→ **What you need to do**:
Shift every coordinate below by 147, adding it to both numbers in each pair. Rewrite only the stretch from the line containing "Task: Indicate the red jersey" through the line containing "(1009, 332)", keeping every line and leaving all other wording unchanged.

→ **Task data**:
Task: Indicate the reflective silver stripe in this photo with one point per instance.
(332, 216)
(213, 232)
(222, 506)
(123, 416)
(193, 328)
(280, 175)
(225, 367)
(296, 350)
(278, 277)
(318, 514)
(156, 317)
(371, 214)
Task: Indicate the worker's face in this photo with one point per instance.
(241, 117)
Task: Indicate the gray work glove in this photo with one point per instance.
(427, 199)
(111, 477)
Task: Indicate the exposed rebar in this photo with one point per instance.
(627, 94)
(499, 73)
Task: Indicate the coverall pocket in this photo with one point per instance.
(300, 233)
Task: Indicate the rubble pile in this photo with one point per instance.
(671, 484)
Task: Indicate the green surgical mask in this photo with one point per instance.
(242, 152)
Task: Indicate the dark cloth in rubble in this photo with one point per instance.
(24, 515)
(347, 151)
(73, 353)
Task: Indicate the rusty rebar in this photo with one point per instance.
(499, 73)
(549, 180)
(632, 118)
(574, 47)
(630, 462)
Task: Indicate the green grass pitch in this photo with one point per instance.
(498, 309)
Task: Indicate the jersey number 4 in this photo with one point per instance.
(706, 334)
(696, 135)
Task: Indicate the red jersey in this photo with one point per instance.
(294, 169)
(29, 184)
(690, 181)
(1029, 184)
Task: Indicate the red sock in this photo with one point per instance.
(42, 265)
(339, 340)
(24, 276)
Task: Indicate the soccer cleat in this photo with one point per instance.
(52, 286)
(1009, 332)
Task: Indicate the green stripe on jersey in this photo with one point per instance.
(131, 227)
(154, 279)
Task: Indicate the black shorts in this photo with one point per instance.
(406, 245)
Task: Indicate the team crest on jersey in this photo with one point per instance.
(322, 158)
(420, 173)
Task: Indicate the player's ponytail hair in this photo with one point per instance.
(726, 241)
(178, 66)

→ **Output for this task**:
Task: Indicate the red jersey in this photo with one point per instance.
(441, 316)
(176, 331)
(837, 328)
(1176, 331)
Task: Indicate the red sock in this photo with one point per instance.
(189, 412)
(486, 487)
(171, 423)
Task: Indicate the soccer cleat in this photo with one point per instance.
(199, 433)
(1156, 479)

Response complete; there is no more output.